#### [PROBLEM TO WORK ON]
Rewrite everything in the listing below, from the line containing "- **Target**: green field" down to the line containing "[192,39,429,252]", replacing "road" with "roadway" and leaving all else unchanged.

═════ DATA TO PROCESS

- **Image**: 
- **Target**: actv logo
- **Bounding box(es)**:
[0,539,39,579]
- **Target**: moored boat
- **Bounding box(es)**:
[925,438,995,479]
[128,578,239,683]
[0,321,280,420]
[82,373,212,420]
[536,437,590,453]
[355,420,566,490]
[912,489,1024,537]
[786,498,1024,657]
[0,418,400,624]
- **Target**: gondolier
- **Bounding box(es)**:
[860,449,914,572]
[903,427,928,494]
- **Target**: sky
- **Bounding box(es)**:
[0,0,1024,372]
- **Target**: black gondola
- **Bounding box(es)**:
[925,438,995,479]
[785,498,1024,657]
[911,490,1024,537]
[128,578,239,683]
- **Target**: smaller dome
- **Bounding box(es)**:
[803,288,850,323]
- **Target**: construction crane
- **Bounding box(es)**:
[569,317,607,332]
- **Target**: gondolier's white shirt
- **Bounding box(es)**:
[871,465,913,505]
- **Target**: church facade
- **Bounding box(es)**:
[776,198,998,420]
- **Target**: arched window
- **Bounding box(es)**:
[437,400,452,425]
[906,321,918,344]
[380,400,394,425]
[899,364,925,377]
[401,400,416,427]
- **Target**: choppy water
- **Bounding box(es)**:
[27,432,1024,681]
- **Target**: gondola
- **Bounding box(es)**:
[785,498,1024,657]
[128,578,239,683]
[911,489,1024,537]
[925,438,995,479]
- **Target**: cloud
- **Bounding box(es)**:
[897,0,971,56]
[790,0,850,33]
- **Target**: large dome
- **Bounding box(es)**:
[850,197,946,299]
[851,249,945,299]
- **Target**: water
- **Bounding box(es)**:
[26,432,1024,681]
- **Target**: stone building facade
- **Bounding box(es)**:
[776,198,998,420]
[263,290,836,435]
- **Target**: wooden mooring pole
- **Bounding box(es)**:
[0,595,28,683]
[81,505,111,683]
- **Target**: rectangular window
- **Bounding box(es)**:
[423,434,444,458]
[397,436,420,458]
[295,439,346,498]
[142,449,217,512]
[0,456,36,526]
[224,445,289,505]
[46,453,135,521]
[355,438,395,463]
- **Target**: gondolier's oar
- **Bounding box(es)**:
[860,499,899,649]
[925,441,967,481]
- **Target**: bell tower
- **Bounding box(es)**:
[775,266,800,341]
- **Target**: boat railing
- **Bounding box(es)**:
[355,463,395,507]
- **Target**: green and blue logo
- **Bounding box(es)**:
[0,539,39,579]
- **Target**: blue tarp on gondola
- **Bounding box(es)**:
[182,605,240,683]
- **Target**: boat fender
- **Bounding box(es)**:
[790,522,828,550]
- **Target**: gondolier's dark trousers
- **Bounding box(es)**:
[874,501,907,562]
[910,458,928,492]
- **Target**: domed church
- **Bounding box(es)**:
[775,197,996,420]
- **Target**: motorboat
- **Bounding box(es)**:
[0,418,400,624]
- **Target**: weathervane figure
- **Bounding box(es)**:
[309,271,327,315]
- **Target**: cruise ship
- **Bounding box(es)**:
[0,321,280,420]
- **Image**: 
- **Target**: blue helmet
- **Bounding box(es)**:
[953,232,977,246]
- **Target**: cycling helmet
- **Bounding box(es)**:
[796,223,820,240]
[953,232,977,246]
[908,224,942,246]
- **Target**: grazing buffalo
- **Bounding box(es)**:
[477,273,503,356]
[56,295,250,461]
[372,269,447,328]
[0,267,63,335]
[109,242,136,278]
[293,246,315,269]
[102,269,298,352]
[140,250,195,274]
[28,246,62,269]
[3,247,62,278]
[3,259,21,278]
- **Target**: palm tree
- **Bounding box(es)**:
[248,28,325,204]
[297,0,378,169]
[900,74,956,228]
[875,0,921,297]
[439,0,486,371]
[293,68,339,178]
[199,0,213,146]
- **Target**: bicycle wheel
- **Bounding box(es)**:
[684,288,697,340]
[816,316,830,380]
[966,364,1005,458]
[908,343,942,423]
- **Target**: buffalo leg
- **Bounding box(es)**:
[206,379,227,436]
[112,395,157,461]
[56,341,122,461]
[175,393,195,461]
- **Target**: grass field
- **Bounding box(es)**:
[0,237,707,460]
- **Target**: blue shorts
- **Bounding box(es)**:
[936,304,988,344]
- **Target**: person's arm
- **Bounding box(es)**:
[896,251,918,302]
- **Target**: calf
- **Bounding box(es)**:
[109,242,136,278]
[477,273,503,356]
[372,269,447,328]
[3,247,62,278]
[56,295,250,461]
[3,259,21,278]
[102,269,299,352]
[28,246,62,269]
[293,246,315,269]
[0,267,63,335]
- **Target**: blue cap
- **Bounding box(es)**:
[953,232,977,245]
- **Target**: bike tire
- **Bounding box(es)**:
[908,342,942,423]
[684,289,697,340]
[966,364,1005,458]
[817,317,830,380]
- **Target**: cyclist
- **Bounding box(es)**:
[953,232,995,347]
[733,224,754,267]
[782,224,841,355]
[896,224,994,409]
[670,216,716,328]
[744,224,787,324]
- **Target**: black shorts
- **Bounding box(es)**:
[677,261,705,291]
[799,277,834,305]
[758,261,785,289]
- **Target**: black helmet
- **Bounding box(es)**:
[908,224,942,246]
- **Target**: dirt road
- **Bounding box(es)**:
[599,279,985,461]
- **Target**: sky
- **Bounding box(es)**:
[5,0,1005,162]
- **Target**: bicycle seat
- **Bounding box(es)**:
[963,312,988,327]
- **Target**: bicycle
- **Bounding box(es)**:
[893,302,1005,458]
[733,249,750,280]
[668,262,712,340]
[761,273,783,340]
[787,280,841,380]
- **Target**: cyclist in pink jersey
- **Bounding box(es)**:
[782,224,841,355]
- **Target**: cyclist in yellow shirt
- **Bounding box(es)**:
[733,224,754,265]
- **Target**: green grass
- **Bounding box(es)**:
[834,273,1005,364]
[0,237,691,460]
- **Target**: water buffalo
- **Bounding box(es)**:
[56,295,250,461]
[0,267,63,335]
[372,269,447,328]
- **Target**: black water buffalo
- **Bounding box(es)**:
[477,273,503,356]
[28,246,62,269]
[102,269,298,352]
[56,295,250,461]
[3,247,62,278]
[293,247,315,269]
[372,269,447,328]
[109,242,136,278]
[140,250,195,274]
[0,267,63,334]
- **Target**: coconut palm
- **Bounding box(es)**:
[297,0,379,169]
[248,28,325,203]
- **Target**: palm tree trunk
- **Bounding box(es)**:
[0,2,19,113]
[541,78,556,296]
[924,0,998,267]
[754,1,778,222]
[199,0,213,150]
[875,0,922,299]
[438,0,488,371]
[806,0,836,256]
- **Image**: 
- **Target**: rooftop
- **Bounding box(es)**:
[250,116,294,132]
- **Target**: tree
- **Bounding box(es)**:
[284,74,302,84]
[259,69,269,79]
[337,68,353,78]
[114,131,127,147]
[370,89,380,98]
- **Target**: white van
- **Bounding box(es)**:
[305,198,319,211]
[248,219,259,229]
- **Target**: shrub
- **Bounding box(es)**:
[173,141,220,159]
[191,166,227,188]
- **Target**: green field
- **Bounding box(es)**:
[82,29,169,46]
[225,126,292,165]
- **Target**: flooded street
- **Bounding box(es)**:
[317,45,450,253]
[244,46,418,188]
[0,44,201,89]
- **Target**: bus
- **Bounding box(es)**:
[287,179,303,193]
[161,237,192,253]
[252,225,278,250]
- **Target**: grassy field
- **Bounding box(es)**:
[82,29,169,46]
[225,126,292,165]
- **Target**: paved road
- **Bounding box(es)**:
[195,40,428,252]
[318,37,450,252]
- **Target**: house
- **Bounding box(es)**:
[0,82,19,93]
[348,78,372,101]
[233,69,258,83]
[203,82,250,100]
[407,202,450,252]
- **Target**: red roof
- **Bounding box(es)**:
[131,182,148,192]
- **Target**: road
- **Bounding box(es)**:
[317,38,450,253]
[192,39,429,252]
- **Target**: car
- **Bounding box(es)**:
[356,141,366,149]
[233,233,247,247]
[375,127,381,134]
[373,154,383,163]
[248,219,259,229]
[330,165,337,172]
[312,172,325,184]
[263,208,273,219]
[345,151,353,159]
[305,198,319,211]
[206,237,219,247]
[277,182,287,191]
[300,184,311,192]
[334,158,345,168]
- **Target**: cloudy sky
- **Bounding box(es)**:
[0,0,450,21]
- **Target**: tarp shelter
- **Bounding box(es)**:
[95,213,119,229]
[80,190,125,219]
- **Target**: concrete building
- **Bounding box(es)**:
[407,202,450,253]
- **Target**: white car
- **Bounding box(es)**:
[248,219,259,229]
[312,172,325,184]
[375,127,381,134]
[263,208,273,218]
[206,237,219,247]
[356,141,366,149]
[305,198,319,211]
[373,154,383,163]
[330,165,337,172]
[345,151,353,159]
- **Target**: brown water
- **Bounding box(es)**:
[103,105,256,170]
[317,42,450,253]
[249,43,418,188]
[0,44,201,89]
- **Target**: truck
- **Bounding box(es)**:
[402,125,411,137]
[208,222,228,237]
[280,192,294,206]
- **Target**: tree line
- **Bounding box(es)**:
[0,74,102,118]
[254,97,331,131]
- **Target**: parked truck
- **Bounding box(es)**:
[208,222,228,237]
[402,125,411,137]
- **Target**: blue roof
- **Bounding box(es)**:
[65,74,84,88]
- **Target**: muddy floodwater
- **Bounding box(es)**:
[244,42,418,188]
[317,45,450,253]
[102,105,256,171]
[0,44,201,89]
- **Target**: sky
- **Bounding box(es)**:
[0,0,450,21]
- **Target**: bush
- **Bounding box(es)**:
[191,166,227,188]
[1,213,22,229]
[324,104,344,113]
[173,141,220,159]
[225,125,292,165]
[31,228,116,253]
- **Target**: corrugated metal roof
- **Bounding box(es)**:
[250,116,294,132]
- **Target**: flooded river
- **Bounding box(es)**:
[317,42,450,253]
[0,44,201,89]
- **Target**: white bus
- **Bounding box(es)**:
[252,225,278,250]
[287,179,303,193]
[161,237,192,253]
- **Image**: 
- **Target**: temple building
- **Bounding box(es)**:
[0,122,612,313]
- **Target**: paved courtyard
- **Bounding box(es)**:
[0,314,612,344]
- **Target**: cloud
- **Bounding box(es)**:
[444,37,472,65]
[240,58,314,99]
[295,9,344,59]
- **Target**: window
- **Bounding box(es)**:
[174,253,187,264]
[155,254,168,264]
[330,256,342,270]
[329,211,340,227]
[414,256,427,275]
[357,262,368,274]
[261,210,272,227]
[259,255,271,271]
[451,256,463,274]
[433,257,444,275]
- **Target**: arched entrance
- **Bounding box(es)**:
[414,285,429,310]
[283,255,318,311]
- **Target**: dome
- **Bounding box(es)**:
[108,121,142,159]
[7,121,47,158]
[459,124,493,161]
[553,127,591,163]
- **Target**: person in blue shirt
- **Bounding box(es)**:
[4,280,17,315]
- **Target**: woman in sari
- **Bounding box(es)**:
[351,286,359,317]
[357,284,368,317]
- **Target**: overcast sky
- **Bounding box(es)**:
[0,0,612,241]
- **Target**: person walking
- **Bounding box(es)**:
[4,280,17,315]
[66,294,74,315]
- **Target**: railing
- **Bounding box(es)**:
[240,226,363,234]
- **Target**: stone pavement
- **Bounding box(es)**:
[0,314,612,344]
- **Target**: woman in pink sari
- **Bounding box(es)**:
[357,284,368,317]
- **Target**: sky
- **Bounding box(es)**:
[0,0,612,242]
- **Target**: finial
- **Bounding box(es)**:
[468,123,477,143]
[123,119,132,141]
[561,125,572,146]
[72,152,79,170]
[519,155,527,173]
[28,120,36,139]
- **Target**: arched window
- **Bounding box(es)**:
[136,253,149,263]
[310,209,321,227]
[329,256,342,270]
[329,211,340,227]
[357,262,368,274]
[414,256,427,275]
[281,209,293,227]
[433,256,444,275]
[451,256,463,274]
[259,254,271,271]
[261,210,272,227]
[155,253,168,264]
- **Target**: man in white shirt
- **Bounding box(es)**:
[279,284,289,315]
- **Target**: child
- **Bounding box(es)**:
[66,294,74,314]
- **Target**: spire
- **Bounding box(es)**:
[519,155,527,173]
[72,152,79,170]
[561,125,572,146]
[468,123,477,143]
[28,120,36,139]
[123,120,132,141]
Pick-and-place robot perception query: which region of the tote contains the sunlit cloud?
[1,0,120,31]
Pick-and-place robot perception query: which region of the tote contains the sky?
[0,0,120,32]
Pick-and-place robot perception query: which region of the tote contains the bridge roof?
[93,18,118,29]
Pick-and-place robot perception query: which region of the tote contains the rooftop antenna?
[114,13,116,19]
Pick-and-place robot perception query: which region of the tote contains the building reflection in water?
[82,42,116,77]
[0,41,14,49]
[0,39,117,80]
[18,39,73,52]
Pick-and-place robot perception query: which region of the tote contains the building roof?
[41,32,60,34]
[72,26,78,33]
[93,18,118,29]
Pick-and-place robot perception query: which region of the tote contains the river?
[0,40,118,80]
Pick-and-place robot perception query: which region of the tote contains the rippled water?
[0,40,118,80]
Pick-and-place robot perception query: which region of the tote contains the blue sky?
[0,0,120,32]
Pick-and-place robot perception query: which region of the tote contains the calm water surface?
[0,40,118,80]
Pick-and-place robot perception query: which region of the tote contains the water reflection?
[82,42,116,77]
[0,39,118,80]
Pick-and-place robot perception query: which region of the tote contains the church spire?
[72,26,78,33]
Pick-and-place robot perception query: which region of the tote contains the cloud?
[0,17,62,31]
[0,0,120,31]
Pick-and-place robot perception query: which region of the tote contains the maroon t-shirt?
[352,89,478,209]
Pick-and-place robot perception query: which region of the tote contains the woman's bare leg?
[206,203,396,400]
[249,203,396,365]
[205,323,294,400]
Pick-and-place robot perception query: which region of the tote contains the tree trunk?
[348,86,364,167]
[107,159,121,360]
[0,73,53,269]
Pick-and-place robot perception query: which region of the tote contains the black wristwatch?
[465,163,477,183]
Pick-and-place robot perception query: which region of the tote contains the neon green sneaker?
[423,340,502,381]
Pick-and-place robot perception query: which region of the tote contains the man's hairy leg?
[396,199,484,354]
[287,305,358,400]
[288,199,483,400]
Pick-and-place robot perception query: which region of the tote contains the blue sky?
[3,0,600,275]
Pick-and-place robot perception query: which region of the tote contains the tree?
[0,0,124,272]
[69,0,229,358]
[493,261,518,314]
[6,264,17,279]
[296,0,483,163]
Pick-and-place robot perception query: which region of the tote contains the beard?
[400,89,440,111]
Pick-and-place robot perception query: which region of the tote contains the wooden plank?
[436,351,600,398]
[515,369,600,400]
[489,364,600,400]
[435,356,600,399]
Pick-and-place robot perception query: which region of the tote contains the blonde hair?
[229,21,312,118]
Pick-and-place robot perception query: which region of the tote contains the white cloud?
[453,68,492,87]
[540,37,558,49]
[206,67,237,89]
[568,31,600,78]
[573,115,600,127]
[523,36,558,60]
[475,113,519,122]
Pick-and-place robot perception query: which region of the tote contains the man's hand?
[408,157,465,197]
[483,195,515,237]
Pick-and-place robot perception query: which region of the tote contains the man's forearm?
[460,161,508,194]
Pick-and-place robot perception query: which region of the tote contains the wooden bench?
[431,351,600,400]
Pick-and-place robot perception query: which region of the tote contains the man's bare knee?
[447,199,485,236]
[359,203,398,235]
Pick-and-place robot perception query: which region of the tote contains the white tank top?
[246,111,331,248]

══════════

#### [CORRECT RESULT]
- **Target**: green field
- **Bounding box(es)**:
[82,29,169,46]
[225,126,292,165]
- **Target**: flooded street
- **Bounding box(es)**:
[317,45,450,253]
[244,46,418,188]
[0,44,201,89]
- **Target**: bus
- **Bounding box(es)**:
[287,179,303,193]
[161,237,192,253]
[252,225,278,250]
- **Target**: grassy field
- **Bounding box(es)**:
[82,29,169,46]
[225,126,292,165]
- **Target**: paved roadway
- **Bounding box(es)**:
[195,40,428,252]
[318,37,450,252]
- **Target**: house
- **Bounding box(es)**:
[0,82,19,93]
[348,78,372,101]
[233,69,258,83]
[203,82,250,100]
[407,202,450,252]
- **Target**: red roof
- **Bounding box(es)**:
[131,182,148,192]
- **Target**: roadway
- **Bounding box(es)**:
[317,38,450,253]
[192,39,429,252]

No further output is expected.